■ Exercise aim ■
Rewrite the lines below in full, beginning at the first line that contains "the man's right" and stopping at the end of the records. Multiply every x and y coordinate in the answers by 2, round to whole numbers with halves going up, change no other numbers, and leave out the pictures.

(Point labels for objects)
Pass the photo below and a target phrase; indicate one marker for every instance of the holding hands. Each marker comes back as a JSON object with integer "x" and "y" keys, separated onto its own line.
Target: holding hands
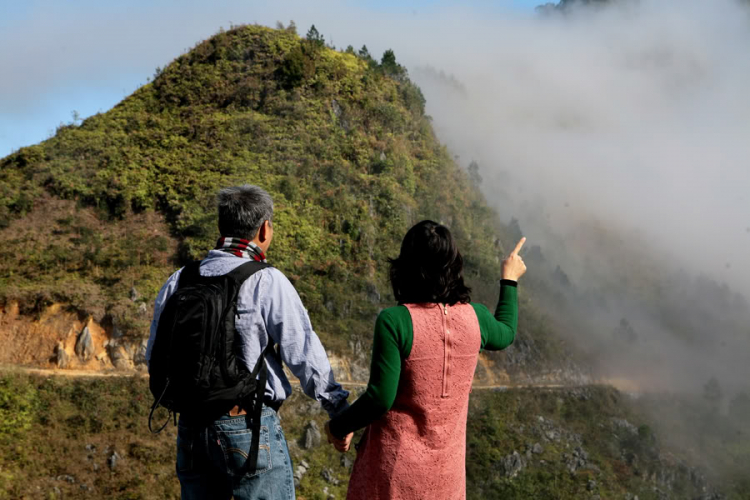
{"x": 341, "y": 445}
{"x": 513, "y": 266}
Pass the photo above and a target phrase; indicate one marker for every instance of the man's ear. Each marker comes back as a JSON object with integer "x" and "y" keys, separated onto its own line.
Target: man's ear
{"x": 263, "y": 232}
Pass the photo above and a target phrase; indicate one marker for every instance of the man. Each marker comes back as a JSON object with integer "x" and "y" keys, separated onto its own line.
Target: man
{"x": 210, "y": 458}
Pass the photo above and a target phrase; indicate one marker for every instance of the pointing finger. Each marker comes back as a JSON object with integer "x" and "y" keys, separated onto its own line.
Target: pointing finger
{"x": 518, "y": 247}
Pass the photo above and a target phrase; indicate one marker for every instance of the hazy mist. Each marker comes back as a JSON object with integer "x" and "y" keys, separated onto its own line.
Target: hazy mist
{"x": 618, "y": 137}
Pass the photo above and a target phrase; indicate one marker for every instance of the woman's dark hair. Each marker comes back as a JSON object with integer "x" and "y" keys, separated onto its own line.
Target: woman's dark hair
{"x": 429, "y": 268}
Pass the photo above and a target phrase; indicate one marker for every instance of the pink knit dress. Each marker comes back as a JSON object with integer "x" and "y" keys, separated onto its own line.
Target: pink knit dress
{"x": 417, "y": 450}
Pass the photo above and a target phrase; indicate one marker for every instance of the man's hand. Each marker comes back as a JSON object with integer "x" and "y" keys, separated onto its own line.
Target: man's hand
{"x": 513, "y": 266}
{"x": 341, "y": 445}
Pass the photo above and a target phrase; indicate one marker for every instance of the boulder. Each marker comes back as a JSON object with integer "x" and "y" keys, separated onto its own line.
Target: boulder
{"x": 62, "y": 359}
{"x": 84, "y": 345}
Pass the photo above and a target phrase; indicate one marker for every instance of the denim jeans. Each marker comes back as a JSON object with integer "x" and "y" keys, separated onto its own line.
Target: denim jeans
{"x": 210, "y": 460}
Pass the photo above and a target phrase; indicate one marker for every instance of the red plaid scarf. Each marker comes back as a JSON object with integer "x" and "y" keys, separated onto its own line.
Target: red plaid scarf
{"x": 241, "y": 248}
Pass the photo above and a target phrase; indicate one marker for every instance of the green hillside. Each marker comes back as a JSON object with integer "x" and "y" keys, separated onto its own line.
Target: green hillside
{"x": 340, "y": 140}
{"x": 58, "y": 437}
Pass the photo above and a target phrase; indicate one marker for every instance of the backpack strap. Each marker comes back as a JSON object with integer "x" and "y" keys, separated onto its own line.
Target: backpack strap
{"x": 242, "y": 272}
{"x": 190, "y": 274}
{"x": 261, "y": 371}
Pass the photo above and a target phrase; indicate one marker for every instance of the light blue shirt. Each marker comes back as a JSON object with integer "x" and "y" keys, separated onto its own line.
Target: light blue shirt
{"x": 269, "y": 306}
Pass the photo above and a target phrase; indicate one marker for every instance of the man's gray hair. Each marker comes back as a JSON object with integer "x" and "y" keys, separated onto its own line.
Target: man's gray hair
{"x": 242, "y": 210}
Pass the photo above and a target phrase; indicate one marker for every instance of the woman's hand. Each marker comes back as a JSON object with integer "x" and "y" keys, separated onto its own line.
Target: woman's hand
{"x": 341, "y": 445}
{"x": 513, "y": 266}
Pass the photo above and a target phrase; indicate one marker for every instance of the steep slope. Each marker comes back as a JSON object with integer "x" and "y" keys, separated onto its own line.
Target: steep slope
{"x": 96, "y": 217}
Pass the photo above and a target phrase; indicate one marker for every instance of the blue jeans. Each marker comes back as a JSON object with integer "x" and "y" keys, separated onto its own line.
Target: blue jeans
{"x": 210, "y": 460}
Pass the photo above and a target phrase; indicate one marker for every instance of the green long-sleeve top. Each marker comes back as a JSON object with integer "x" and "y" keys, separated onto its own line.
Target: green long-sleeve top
{"x": 392, "y": 344}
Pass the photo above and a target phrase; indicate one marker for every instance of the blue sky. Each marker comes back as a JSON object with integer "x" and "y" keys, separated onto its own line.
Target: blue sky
{"x": 86, "y": 56}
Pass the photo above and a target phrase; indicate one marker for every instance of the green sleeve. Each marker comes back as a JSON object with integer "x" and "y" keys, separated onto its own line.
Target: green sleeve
{"x": 392, "y": 343}
{"x": 499, "y": 331}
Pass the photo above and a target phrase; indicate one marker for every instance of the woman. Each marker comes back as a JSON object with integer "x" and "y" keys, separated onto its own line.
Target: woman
{"x": 423, "y": 359}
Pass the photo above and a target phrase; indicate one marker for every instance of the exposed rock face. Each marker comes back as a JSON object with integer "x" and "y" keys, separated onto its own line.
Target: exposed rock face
{"x": 84, "y": 345}
{"x": 312, "y": 436}
{"x": 62, "y": 359}
{"x": 513, "y": 464}
{"x": 117, "y": 355}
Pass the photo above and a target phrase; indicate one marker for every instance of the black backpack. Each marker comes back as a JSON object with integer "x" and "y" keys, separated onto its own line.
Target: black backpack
{"x": 193, "y": 367}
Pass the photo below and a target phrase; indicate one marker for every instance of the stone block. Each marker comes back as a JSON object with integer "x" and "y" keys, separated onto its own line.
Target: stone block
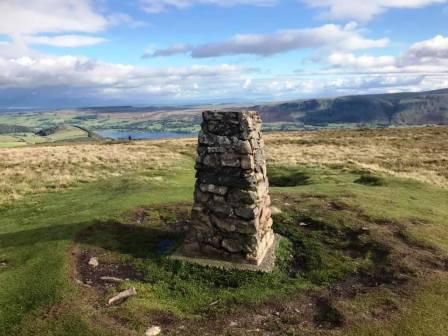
{"x": 231, "y": 215}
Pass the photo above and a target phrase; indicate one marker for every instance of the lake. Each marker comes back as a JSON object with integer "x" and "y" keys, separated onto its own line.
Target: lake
{"x": 136, "y": 135}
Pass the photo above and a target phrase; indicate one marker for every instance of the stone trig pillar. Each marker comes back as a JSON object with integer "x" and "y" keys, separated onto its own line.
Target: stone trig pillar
{"x": 231, "y": 216}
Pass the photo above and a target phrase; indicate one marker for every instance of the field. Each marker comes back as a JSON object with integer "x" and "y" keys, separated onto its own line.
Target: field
{"x": 363, "y": 213}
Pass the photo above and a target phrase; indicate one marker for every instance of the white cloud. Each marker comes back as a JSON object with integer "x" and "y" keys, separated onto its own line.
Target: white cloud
{"x": 429, "y": 56}
{"x": 67, "y": 78}
{"x": 69, "y": 41}
{"x": 156, "y": 6}
{"x": 54, "y": 22}
{"x": 45, "y": 16}
{"x": 175, "y": 49}
{"x": 331, "y": 36}
{"x": 364, "y": 10}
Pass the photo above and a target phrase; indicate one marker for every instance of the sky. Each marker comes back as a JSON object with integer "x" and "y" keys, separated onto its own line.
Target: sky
{"x": 66, "y": 53}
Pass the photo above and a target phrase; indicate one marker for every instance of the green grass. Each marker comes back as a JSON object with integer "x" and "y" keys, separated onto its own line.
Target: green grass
{"x": 348, "y": 228}
{"x": 35, "y": 236}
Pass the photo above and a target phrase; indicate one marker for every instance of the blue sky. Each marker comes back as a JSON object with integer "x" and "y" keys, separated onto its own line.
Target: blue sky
{"x": 56, "y": 53}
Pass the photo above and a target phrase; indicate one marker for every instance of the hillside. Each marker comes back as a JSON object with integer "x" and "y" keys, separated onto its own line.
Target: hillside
{"x": 365, "y": 249}
{"x": 383, "y": 109}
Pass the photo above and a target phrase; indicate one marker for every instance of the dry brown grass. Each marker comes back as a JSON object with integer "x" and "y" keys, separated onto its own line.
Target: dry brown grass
{"x": 35, "y": 169}
{"x": 419, "y": 153}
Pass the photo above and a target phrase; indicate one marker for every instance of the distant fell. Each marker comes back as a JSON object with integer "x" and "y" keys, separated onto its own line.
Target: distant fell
{"x": 410, "y": 108}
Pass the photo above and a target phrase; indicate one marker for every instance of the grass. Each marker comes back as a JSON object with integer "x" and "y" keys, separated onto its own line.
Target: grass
{"x": 358, "y": 259}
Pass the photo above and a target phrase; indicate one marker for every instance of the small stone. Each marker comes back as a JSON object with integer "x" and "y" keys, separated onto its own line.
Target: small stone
{"x": 153, "y": 331}
{"x": 120, "y": 297}
{"x": 94, "y": 262}
{"x": 111, "y": 279}
{"x": 246, "y": 213}
{"x": 275, "y": 210}
{"x": 232, "y": 245}
{"x": 220, "y": 190}
{"x": 247, "y": 162}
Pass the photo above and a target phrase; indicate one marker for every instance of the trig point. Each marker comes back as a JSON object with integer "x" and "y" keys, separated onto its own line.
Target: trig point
{"x": 231, "y": 216}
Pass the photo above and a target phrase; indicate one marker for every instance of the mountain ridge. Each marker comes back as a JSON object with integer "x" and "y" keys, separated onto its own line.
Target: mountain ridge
{"x": 404, "y": 108}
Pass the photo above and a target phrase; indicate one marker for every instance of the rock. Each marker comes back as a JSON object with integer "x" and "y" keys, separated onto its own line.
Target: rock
{"x": 120, "y": 297}
{"x": 94, "y": 262}
{"x": 232, "y": 245}
{"x": 231, "y": 211}
{"x": 211, "y": 188}
{"x": 153, "y": 331}
{"x": 111, "y": 279}
{"x": 275, "y": 210}
{"x": 246, "y": 213}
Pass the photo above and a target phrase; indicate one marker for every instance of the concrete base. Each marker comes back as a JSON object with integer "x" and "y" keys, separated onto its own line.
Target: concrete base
{"x": 192, "y": 255}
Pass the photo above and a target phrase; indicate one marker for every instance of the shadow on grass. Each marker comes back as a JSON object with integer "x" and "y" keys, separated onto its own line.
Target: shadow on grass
{"x": 135, "y": 240}
{"x": 287, "y": 177}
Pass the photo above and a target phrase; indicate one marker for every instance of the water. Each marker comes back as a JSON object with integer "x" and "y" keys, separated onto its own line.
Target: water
{"x": 136, "y": 135}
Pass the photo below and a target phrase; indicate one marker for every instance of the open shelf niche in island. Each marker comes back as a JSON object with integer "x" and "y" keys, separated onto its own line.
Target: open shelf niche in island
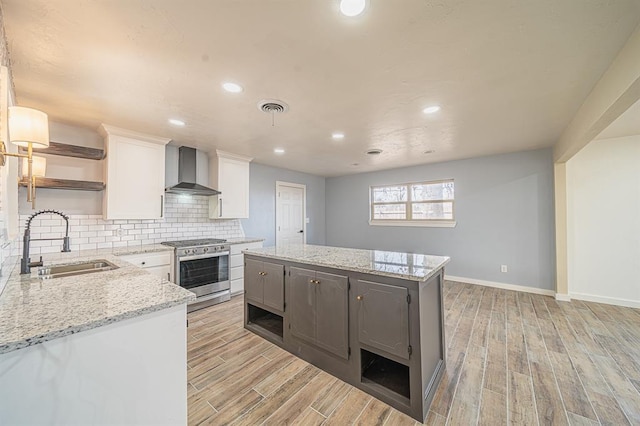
{"x": 378, "y": 327}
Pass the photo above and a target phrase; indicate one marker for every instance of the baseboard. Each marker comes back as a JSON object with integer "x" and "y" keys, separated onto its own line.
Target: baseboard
{"x": 503, "y": 286}
{"x": 608, "y": 300}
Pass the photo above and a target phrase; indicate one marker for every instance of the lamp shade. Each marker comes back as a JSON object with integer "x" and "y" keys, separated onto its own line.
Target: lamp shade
{"x": 27, "y": 125}
{"x": 39, "y": 166}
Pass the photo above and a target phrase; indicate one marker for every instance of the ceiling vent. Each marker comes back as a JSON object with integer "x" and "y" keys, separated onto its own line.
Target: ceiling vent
{"x": 272, "y": 106}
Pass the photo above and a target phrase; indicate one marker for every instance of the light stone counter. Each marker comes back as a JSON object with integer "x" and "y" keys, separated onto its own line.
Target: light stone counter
{"x": 33, "y": 311}
{"x": 244, "y": 240}
{"x": 415, "y": 267}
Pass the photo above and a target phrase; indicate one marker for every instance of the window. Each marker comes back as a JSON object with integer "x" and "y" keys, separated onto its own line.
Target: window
{"x": 413, "y": 204}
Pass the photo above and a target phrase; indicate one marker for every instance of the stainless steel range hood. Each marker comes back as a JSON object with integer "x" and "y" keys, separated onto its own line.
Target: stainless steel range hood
{"x": 187, "y": 175}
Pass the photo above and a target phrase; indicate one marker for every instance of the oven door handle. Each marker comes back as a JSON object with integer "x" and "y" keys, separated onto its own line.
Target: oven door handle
{"x": 204, "y": 256}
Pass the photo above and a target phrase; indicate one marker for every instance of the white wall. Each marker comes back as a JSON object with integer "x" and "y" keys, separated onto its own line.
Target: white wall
{"x": 69, "y": 201}
{"x": 603, "y": 187}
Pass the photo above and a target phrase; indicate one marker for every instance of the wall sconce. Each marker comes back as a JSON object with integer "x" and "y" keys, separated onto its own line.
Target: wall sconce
{"x": 27, "y": 128}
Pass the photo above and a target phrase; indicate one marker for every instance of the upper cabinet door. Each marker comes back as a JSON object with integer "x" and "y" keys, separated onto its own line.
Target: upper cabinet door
{"x": 134, "y": 174}
{"x": 229, "y": 174}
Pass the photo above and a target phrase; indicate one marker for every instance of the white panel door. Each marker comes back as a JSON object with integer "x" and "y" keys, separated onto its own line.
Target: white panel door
{"x": 290, "y": 213}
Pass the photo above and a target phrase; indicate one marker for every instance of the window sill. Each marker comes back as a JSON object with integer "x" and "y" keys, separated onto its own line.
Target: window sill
{"x": 425, "y": 224}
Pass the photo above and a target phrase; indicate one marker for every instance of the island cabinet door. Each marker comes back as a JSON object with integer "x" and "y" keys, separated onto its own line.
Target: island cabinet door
{"x": 383, "y": 317}
{"x": 253, "y": 287}
{"x": 302, "y": 303}
{"x": 332, "y": 313}
{"x": 273, "y": 285}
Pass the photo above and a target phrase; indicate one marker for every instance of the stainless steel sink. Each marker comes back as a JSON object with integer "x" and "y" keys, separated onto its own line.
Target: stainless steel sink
{"x": 99, "y": 265}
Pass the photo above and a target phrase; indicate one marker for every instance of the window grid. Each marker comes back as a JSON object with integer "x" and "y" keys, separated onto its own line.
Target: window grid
{"x": 410, "y": 202}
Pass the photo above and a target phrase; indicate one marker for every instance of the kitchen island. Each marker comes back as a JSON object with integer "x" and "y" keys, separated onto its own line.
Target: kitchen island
{"x": 371, "y": 318}
{"x": 100, "y": 348}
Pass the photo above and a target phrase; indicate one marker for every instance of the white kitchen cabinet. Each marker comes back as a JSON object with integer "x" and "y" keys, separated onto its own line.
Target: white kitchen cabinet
{"x": 158, "y": 263}
{"x": 237, "y": 265}
{"x": 229, "y": 174}
{"x": 134, "y": 174}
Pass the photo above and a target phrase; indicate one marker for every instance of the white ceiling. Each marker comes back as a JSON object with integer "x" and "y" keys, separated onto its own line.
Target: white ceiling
{"x": 509, "y": 75}
{"x": 628, "y": 124}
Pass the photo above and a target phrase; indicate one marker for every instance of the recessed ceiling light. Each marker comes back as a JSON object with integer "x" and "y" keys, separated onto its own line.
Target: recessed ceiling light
{"x": 431, "y": 110}
{"x": 352, "y": 7}
{"x": 176, "y": 122}
{"x": 232, "y": 87}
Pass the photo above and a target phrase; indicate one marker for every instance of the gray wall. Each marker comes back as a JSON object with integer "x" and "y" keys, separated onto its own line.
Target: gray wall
{"x": 504, "y": 213}
{"x": 262, "y": 203}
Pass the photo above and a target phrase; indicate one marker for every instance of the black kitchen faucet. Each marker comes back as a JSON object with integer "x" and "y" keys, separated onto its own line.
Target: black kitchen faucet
{"x": 25, "y": 262}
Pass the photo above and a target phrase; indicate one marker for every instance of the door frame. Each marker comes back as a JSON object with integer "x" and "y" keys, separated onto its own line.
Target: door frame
{"x": 280, "y": 184}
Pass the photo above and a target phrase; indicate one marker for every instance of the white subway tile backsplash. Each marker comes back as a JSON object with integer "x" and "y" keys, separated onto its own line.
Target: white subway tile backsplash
{"x": 185, "y": 217}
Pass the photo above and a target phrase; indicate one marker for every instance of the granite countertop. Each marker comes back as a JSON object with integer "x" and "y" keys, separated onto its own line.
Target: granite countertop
{"x": 410, "y": 266}
{"x": 33, "y": 311}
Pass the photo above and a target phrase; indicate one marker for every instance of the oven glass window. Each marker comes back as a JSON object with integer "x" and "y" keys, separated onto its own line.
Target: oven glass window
{"x": 197, "y": 272}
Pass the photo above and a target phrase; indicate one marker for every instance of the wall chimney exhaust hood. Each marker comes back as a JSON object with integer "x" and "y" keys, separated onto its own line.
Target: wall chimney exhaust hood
{"x": 187, "y": 175}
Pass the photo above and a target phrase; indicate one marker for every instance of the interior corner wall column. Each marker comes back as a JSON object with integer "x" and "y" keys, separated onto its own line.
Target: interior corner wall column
{"x": 615, "y": 92}
{"x": 560, "y": 189}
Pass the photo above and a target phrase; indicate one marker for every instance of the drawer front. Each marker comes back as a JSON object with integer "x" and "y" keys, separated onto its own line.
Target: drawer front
{"x": 237, "y": 248}
{"x": 148, "y": 260}
{"x": 237, "y": 286}
{"x": 163, "y": 271}
{"x": 236, "y": 260}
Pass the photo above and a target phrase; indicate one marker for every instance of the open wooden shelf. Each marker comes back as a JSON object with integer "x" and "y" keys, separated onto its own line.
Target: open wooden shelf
{"x": 57, "y": 148}
{"x": 52, "y": 183}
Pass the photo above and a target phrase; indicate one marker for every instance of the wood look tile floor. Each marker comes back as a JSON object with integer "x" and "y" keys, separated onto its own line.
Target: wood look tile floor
{"x": 513, "y": 358}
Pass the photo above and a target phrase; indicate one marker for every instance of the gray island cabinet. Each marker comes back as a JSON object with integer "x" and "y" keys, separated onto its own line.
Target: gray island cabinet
{"x": 371, "y": 318}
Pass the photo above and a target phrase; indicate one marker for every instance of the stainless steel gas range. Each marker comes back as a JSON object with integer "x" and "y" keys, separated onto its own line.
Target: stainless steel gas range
{"x": 202, "y": 267}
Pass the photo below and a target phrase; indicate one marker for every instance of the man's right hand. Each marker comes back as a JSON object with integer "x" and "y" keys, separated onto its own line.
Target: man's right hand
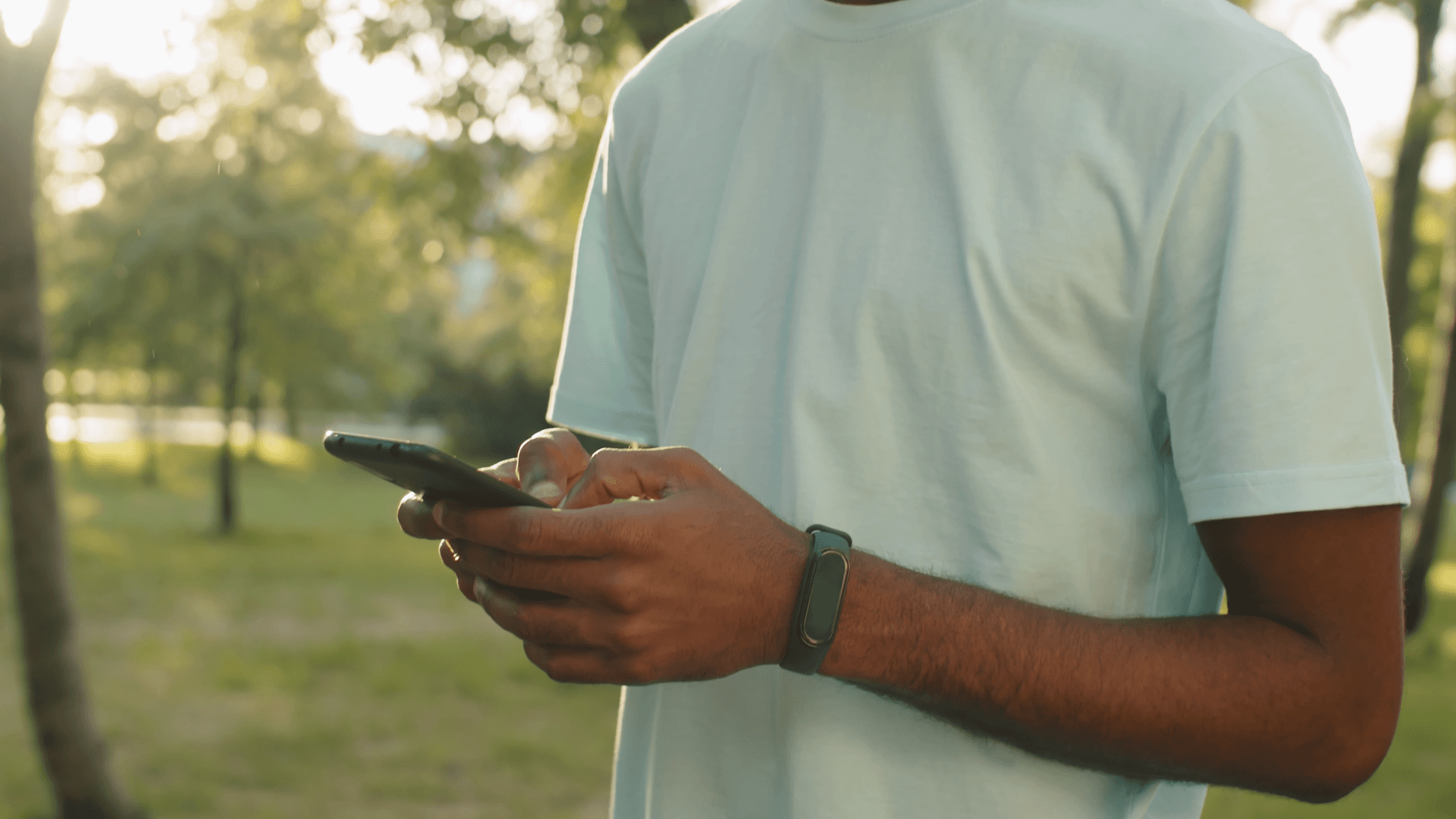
{"x": 546, "y": 466}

■ Exercise answer ■
Pass the photo below and a target phrase; indicate one marker for every instance of the man's right hand. Each marker comes back as a JSON object with integer "x" and "y" keys, separated onto its own line.
Target: man's right hand
{"x": 1092, "y": 932}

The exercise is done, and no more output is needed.